What you are asked to do » Could you rewrite the material from the line with "the white exposed wood" up to and including the line with "(644, 1200)" as a JSON list of strings, one string per line and with blank lines left out?
**** Input for this task
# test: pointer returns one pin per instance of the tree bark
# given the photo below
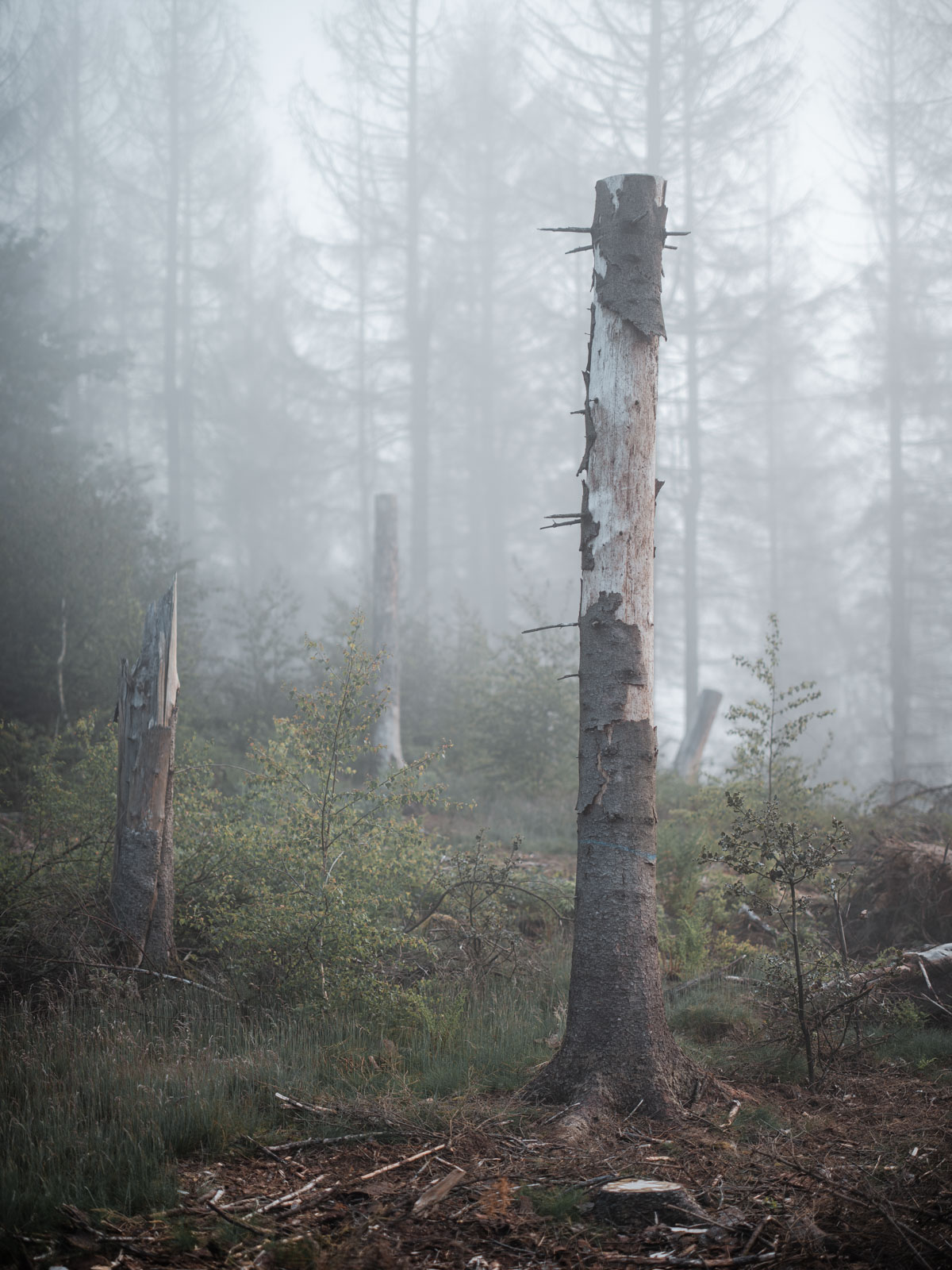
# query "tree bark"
(692, 497)
(617, 1051)
(171, 298)
(418, 341)
(143, 887)
(899, 601)
(386, 630)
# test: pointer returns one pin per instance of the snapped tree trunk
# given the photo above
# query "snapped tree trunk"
(617, 1053)
(691, 751)
(386, 630)
(143, 889)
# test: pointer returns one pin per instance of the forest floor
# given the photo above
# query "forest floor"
(857, 1174)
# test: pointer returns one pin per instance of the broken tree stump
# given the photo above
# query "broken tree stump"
(647, 1200)
(385, 633)
(141, 893)
(691, 751)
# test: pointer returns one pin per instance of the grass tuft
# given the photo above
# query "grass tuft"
(98, 1105)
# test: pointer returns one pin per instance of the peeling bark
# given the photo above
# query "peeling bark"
(617, 1051)
(386, 630)
(143, 886)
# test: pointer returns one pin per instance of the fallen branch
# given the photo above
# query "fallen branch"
(305, 1106)
(317, 1142)
(440, 1189)
(399, 1164)
(236, 1221)
(286, 1199)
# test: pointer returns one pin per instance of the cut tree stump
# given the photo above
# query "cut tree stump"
(645, 1200)
(143, 892)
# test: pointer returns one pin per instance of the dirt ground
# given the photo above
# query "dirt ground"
(857, 1175)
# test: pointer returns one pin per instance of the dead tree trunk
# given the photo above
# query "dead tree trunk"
(691, 751)
(386, 630)
(143, 891)
(617, 1052)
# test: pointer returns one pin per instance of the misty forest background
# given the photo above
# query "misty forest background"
(217, 347)
(232, 313)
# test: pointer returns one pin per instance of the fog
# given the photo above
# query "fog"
(292, 254)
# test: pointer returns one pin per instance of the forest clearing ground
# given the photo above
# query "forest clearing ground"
(857, 1174)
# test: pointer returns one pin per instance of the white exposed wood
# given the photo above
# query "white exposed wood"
(621, 480)
(617, 1048)
(644, 1200)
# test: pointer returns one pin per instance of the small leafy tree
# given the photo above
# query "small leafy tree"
(323, 865)
(770, 727)
(762, 848)
(776, 855)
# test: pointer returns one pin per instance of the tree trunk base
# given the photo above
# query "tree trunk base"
(647, 1202)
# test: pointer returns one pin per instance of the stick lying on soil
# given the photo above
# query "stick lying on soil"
(440, 1189)
(305, 1106)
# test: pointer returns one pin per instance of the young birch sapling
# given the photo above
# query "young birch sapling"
(776, 855)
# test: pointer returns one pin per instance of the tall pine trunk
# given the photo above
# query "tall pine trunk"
(899, 607)
(171, 302)
(386, 632)
(418, 341)
(692, 495)
(617, 1052)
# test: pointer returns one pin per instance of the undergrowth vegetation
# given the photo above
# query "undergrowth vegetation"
(343, 941)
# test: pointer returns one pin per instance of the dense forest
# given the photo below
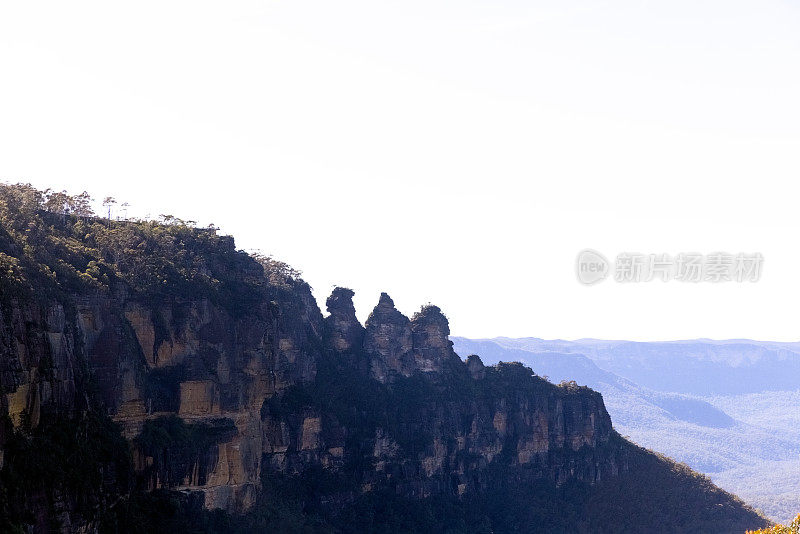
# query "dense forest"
(400, 463)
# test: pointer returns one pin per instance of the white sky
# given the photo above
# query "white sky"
(458, 152)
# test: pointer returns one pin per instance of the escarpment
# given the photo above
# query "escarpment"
(233, 392)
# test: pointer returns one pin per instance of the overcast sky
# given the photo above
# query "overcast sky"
(460, 153)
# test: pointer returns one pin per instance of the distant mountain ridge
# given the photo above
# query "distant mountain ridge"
(730, 408)
(154, 378)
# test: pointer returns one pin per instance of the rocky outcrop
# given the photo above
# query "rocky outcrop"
(387, 341)
(220, 390)
(345, 333)
(430, 339)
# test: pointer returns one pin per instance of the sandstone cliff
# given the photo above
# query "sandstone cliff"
(227, 382)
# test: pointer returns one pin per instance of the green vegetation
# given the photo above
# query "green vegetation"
(792, 528)
(51, 241)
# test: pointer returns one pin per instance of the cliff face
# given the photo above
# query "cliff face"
(226, 381)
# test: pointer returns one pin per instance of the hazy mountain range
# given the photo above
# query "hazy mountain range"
(730, 409)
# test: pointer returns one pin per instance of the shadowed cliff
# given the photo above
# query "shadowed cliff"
(203, 389)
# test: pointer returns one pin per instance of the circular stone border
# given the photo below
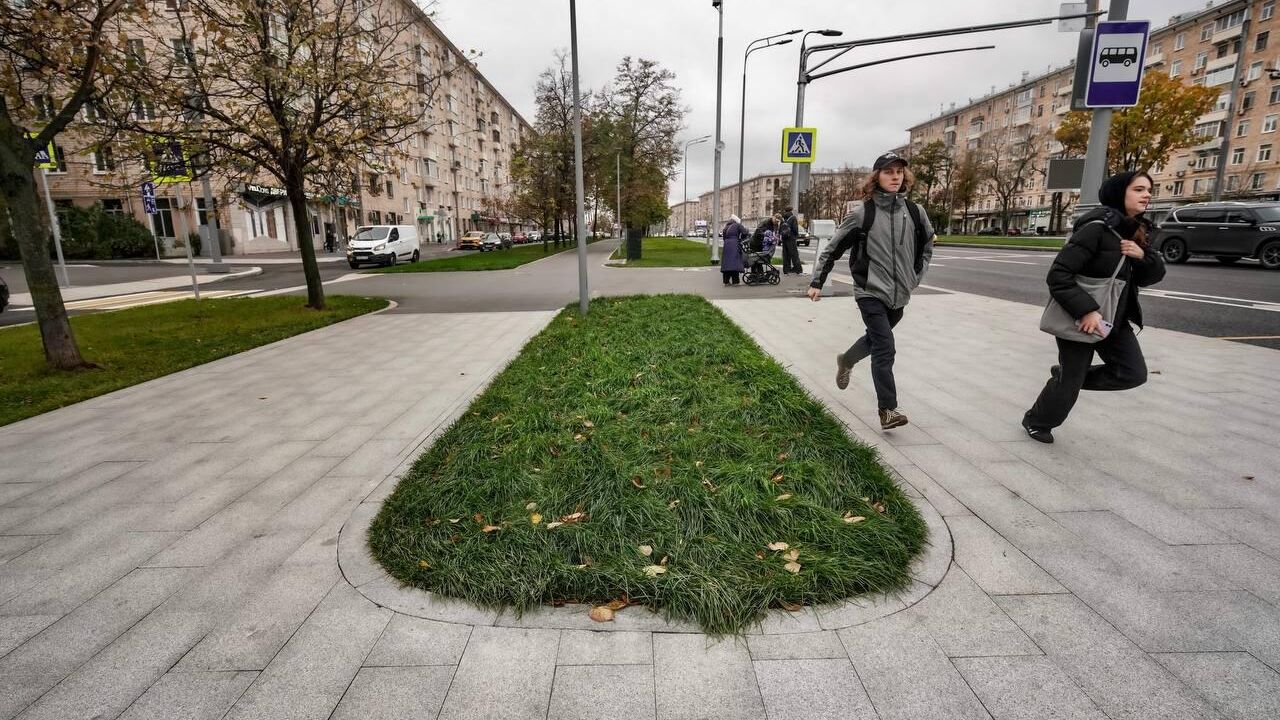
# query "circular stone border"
(370, 579)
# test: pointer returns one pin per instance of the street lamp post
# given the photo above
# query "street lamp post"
(741, 126)
(720, 145)
(684, 231)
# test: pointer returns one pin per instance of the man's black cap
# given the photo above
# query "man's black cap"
(887, 159)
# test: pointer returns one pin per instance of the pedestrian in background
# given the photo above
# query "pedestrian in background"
(1104, 238)
(731, 253)
(790, 244)
(890, 244)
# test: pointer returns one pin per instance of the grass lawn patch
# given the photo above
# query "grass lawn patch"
(492, 260)
(140, 343)
(1016, 241)
(650, 455)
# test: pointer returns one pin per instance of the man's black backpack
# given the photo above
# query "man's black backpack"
(914, 212)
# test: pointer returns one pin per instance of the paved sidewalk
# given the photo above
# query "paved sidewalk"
(172, 550)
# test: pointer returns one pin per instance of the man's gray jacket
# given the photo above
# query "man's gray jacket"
(887, 265)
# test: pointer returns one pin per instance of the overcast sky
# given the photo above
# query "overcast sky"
(858, 114)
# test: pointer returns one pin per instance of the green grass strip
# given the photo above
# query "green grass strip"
(1015, 241)
(667, 428)
(141, 343)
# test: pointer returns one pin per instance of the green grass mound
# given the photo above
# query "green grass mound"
(649, 452)
(140, 343)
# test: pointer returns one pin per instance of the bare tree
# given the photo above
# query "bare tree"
(56, 57)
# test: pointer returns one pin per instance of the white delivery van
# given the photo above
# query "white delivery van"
(383, 245)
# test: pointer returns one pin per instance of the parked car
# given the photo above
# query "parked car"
(1226, 231)
(383, 245)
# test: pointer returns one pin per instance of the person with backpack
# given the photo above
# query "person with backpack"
(1111, 241)
(890, 242)
(790, 244)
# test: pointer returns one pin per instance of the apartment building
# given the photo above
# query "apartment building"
(1210, 48)
(453, 176)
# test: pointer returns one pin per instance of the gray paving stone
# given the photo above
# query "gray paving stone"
(412, 641)
(964, 621)
(1121, 679)
(1025, 688)
(606, 692)
(18, 629)
(1237, 683)
(812, 689)
(1148, 559)
(524, 659)
(796, 646)
(993, 563)
(698, 678)
(906, 674)
(314, 669)
(190, 696)
(586, 647)
(1239, 564)
(393, 693)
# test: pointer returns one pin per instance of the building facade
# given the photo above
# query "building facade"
(451, 177)
(1224, 45)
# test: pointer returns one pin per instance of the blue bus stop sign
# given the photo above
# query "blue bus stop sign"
(1116, 64)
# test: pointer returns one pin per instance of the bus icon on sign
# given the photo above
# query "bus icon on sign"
(1118, 55)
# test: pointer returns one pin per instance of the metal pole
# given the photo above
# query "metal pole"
(56, 229)
(1100, 131)
(720, 146)
(1225, 149)
(583, 294)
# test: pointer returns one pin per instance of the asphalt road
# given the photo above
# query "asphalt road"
(1201, 297)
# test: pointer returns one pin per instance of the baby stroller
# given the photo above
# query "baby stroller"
(758, 259)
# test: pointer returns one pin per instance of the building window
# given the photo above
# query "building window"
(104, 159)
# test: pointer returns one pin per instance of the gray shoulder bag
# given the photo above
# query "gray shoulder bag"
(1106, 291)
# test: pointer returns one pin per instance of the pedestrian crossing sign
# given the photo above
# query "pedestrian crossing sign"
(799, 145)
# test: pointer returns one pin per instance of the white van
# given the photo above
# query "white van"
(384, 245)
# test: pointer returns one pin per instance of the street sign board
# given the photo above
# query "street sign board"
(149, 197)
(46, 158)
(799, 145)
(169, 162)
(1115, 64)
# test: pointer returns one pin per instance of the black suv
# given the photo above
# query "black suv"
(1226, 231)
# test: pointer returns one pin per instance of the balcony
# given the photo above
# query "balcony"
(1225, 35)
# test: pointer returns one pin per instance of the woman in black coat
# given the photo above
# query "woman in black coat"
(1098, 242)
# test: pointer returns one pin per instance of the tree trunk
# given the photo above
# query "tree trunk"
(31, 233)
(296, 192)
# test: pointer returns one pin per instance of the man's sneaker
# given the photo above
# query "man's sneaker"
(842, 372)
(1038, 434)
(891, 419)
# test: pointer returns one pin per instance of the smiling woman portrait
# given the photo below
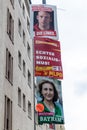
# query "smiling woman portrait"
(49, 96)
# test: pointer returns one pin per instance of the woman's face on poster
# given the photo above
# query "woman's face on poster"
(47, 91)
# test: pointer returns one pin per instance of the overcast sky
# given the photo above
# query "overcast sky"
(72, 27)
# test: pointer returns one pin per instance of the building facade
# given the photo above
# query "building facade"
(16, 70)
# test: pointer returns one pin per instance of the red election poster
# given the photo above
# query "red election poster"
(43, 21)
(47, 58)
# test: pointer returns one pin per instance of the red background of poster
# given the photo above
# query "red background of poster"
(47, 58)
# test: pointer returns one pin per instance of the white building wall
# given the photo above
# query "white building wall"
(20, 119)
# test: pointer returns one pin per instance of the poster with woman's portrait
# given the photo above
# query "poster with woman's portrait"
(49, 103)
(43, 21)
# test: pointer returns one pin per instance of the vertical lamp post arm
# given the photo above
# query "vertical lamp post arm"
(43, 1)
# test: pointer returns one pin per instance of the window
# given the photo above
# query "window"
(19, 2)
(23, 10)
(29, 109)
(9, 67)
(24, 103)
(19, 59)
(10, 26)
(29, 78)
(8, 114)
(24, 69)
(19, 97)
(12, 2)
(28, 49)
(23, 37)
(19, 26)
(28, 25)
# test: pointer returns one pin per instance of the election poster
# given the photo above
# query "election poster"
(43, 21)
(47, 58)
(49, 104)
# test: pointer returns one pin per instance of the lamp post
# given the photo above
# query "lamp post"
(43, 1)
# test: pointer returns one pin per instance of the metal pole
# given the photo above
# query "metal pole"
(43, 1)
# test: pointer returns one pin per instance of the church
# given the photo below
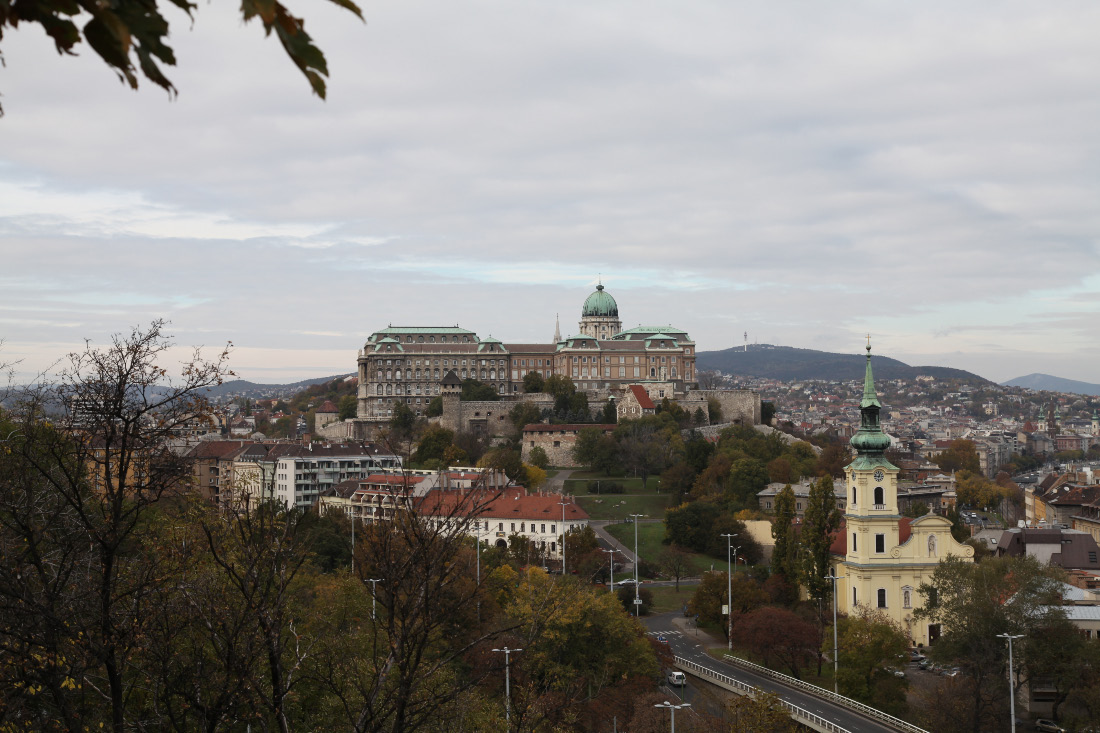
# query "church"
(880, 557)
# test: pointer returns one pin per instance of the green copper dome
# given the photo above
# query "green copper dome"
(869, 440)
(600, 304)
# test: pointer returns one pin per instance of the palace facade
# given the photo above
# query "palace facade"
(409, 363)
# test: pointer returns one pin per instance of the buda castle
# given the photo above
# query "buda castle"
(410, 363)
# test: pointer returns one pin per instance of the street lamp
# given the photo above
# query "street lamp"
(729, 589)
(1012, 695)
(673, 709)
(611, 564)
(637, 603)
(563, 504)
(374, 599)
(507, 685)
(832, 576)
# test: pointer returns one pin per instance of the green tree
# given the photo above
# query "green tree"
(131, 37)
(871, 644)
(976, 601)
(820, 522)
(784, 554)
(534, 382)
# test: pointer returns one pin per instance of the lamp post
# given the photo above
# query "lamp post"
(832, 576)
(729, 590)
(637, 603)
(1012, 693)
(563, 503)
(672, 709)
(611, 564)
(507, 685)
(374, 599)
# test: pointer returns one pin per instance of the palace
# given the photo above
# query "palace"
(409, 363)
(880, 557)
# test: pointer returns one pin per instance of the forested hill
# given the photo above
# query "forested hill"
(788, 363)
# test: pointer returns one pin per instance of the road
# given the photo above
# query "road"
(689, 642)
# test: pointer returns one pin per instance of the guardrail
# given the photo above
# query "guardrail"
(798, 713)
(827, 695)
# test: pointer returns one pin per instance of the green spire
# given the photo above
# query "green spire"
(870, 397)
(870, 441)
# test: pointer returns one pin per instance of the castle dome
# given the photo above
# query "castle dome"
(600, 303)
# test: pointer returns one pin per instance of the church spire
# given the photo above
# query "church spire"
(869, 440)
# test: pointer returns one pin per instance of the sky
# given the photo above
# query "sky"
(803, 172)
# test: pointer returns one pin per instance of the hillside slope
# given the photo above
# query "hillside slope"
(788, 363)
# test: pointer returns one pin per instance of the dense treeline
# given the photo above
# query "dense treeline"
(125, 604)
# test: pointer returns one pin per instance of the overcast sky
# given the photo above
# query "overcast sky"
(805, 172)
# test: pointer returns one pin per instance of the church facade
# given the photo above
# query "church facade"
(409, 363)
(880, 557)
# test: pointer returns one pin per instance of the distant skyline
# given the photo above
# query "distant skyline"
(807, 173)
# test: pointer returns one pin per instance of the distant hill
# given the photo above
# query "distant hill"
(1054, 384)
(246, 389)
(789, 364)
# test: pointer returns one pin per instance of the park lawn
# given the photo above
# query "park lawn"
(618, 506)
(668, 599)
(650, 544)
(579, 484)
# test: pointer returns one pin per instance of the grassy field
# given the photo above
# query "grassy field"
(649, 545)
(668, 599)
(618, 506)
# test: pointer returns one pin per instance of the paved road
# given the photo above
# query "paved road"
(689, 642)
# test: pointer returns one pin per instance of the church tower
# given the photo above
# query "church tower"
(886, 556)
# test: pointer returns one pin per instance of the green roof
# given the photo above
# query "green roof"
(600, 304)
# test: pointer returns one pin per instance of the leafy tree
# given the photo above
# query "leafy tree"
(747, 477)
(538, 458)
(915, 509)
(961, 456)
(674, 562)
(784, 554)
(975, 602)
(821, 520)
(778, 636)
(871, 643)
(477, 391)
(131, 37)
(534, 382)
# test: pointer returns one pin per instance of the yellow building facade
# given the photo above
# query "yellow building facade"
(880, 557)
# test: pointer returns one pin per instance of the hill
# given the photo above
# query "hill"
(789, 364)
(1041, 382)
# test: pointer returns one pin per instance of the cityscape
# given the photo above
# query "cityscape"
(549, 369)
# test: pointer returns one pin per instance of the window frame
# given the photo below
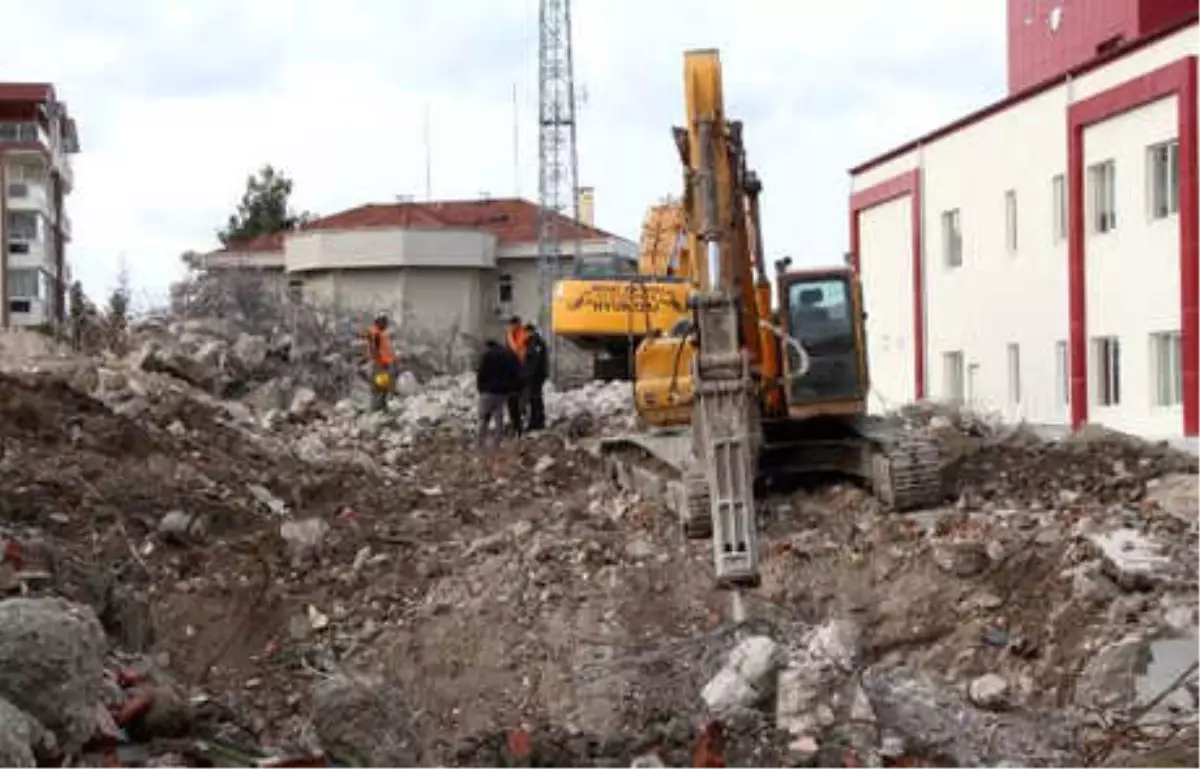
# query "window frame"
(13, 284)
(1059, 202)
(952, 239)
(1103, 194)
(1011, 222)
(954, 373)
(1167, 346)
(1163, 179)
(1107, 371)
(1062, 372)
(1013, 360)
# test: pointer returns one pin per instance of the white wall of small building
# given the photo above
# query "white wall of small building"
(999, 298)
(887, 293)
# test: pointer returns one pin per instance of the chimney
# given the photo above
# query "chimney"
(588, 206)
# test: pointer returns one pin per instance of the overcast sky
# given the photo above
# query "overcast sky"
(177, 102)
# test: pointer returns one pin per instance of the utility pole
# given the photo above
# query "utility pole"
(558, 185)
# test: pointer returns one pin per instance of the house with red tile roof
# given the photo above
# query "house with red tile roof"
(465, 264)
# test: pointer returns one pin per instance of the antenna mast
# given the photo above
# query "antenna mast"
(558, 186)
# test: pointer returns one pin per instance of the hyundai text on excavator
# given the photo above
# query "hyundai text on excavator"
(609, 308)
(743, 392)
********
Problem solution »
[
  "# test: pointer returns one pin per instance of the white exposed wood",
  "# given the photo above",
  "# query \"white exposed wood\"",
  "(621, 480)",
  "(617, 1048)",
  "(644, 1200)"
]